Starting with the line containing "Target: hillside background" and going on through the end of the items, render each item as one row of a two-column CSV headed item_text and points. Put the item's text and its answer each in a single quoted field, with line breaks replaced by spaces.

** BEGIN Listed records **

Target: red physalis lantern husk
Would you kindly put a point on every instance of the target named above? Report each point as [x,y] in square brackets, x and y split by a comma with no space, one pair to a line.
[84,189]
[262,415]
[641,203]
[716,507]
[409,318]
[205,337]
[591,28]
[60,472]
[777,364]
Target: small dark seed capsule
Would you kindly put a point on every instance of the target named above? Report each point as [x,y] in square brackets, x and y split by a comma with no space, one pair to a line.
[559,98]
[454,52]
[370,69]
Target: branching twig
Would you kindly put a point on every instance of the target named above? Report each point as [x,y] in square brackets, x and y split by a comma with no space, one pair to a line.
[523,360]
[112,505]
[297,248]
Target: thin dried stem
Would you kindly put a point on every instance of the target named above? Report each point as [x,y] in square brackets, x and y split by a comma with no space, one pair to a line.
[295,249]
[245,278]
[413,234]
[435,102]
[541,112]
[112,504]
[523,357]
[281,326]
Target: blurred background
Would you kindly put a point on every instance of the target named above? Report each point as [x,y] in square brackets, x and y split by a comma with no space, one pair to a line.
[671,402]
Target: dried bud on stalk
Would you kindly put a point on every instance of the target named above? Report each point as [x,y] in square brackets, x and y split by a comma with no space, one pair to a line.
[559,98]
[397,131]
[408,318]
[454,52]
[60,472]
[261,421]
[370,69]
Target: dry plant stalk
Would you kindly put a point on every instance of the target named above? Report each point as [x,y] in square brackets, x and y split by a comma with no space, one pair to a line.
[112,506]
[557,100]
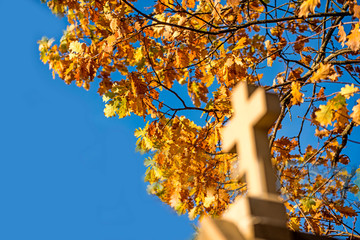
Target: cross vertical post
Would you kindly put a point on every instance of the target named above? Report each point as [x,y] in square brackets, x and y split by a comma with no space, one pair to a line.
[254,113]
[259,215]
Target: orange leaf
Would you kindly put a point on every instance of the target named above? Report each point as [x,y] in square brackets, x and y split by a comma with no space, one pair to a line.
[356,112]
[297,95]
[322,73]
[342,35]
[308,6]
[353,38]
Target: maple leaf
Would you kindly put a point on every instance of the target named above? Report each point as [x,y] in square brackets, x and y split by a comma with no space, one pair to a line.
[347,211]
[109,110]
[355,115]
[76,47]
[323,72]
[324,115]
[342,35]
[297,98]
[240,44]
[349,90]
[353,38]
[308,6]
[357,11]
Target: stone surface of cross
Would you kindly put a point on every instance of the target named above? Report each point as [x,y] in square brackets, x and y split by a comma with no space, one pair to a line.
[247,134]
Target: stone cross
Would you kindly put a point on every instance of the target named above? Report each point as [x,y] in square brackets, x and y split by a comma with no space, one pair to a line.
[259,215]
[247,133]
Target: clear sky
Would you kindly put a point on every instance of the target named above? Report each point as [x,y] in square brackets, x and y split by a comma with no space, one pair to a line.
[66,171]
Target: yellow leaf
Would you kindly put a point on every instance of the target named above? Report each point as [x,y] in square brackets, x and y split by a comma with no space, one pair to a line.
[324,115]
[308,6]
[294,224]
[357,11]
[297,95]
[353,38]
[348,91]
[240,44]
[109,110]
[323,72]
[342,35]
[76,47]
[355,115]
[208,201]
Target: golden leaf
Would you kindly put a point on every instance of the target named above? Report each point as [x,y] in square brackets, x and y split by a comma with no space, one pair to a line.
[109,110]
[297,95]
[357,11]
[76,47]
[324,115]
[348,91]
[308,6]
[240,44]
[355,115]
[323,72]
[353,38]
[342,35]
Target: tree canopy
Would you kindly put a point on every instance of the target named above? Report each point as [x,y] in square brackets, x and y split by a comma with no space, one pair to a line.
[168,60]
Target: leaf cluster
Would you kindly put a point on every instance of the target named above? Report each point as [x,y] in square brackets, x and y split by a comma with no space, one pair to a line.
[175,58]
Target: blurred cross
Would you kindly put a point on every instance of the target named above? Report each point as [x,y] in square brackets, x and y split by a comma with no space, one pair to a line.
[247,134]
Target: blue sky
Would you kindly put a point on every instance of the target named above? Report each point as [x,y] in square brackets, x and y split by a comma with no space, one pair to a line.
[66,171]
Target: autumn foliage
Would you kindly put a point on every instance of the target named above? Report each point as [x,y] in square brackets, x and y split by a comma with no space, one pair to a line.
[174,63]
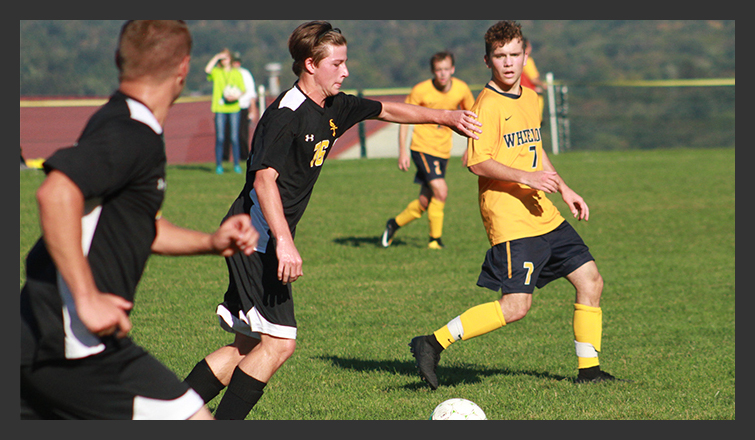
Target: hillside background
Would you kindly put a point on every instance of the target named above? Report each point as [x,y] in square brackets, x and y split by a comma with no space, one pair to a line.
[75,58]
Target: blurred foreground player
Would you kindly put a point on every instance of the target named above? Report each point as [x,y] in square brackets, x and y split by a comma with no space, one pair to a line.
[291,142]
[99,209]
[531,243]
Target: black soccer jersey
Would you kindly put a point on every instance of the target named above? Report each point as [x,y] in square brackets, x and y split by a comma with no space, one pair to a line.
[294,137]
[119,165]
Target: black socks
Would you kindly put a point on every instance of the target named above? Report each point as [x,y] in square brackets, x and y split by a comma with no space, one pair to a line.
[204,382]
[242,394]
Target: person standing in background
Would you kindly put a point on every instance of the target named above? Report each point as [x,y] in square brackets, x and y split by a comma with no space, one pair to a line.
[227,87]
[249,111]
[430,149]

** END Listed records **

Answer to this problem:
item_text,points
"Target: hillside background Would you kindly put a point on every instance of the target named above? Report each point as [x,y] in square brackets, x and y split by a comma with no space, one pair to a line.","[75,58]"
"Target: blurred foreground player Would you kindly put a point on every instance of the target named above? Report each point as [x,y] in square brackets, x and y split by a comma with no space, one pair to a line.","[291,142] [99,209] [531,243]"
"Target: black soccer jersey Would you kindly put a point on every instance of the target named above? Report each point as [x,y] in square brackets, x and y split by a comma with no space, one pair to a line.","[294,137] [119,165]"
"Target: black socks Would you kindly put a point on every instance of the target named above? Report each point as [x,y] in square brackets, x and y split by a comma with no space, one pair to a line.","[204,382] [242,394]"
"Target: person standing in background Would you kindly put a point on every instance of the target named above? Report each point as [x,y] in square brackets, x and y split by a comma with no space, one pair to a line.","[227,87] [249,111] [430,149]"